| Requirements |
1) According to the essay on utopia and dystopia, who coined the word "utopia," and in which century?
2) Write out the stretch of the essay on utopia and dystopia from "Utopia in its" through "other literary works.".
3) Continue the essay on utopia and dystopia from where it stops.

What Is Utopia and Dystopia?
Utopia in its literal form means “no place” (Coates). It was coined in the 16th century by Thomas More, whose intent was to make the term a pun. Phonetically, utopia sounds strikingly similar to eutopia, meaning happy place. With this, More wittily begs the question, can a perfect and happy place exist, or is there truly no place for that in this world (Curtright)? The idea behind the formation of a dystopia expresses the uncertainty in utopian possibilities. Dystopias are formed when striving for societal perfection is cut short. Parable of the Sower is a novel constructed around the interplay of utopia and dystopia. Several references in the text highlight the possibility of both to exist simultaneously, a unique aspect of the novel when compared to other literary works.
In the case of utopic sentiment, the formation of main character Lauren Olamina’s belief system, Earthseed, is a form of utopia. The primary tenet of Earthseed is “God is Change” (Butler 2). This suggests that pain is temporary and that God is plainly change, not a superior being. There is no need to worship God, rather, God is in everyone and everyone has the ability to shape their own future. Thus, those who acknowledge this religion accept the comfort it can bring. Earthseed itself challenges the conventional utopian ideal of a societal organization. Instead of being rooted in an area, the utopia of Earthseed navigates the new public and physical realities of the future. The creation of Earthseed made way for an atypical form of utopia: one that could flourish when faced with limited social, political, and economic conditions. Individuals can find euphoric peace in the Earthseed state of mind, which is a hidden paradise in this futuristic world (Morris).

| Supplied data |
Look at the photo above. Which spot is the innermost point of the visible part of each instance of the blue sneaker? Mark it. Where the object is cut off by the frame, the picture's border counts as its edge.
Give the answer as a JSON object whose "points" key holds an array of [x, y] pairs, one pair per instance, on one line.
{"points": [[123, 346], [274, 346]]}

| Answers to each task |
1) Thomas More coined it in the 16th century.

2)
Utopia in its literal form means “no place” (Coates). It was coined in the 16th century by Thomas More, whose intent was to make the term a pun. Phonetically, utopia sounds strikingly similar to eutopia, meaning happy place. With this, More wittily begs the question, can a perfect and happy place exist, or is there truly no place for that in this world (Curtright)? The idea behind the formation of a dystopia expresses the uncertainty in utopian possibilities. Dystopias are formed when striving for societal perfection is cut short. Parable of the Sower is a novel constructed around the interplay of utopia and dystopia. Several references in the text highlight the possibility of both to exist simultaneously, a unique aspect of the novel when compared to other literary works.

3)
Even Earthseed in the end of the novel isn’t the Utopia that Lauren wanted to create and things start going wrong for her the moment she tried to create her own utopia. “Today we had a funeral for Bankole’s dead– the five people who died in the fire” (Butler 369). This moment in the novel comes towards the end and it shows how even Earthseed, the utopia, people are experiencing death and hardship. Showing that even though they were trying to create a happy place, they still could not create it. The utopia they tried to create failed just as much as any other attempt had.
In the World
The utopia of Earthseed that Lauren created arguably did not turn out to be what she hoped for. This is because throughout the book, it is constantly proven that dystopias stem from a striving of people wanting to create a utopia and always wanting more in life. The proof of this happening even starts in the beginning of the book when Corey says: “City lights,” she says. “Lights, progress, growth, all those things we’re too hot and too poor to bother with anymore”(Butler 5). This demonstrates that the world they live in used to have technology and advancements, but one day it all disappeared. It can be concluded that the technology all failed on the society when they tried to advance too much. They went too far with what they were trying to do and did not think about the consequences. They were striving for more and more, aiming for a utopia, which ultimately led to societal downfall.
In the Communities
Their little communities inside the walls, which represent their own little utopias, could also represent dystopias. People inside the walls seem to have different ideas about how things should work, and the people who think differently are looked down upon. This is even shown when Lauren has to hide her hyperempathy because it makes her different. This is shown in the novel when Lauren says “I can’t do a thing about my hyperempathy, no matter what Dad thinks or wants or wishes.” (Butler 14). Showing that he family wants her to hide her differences because the utopia doesn’t want anyone different. It can be seen as a weakness and ultimately this strict and backwards thinking makes the walled-in community a dystopia itself. People are being judged and repressed.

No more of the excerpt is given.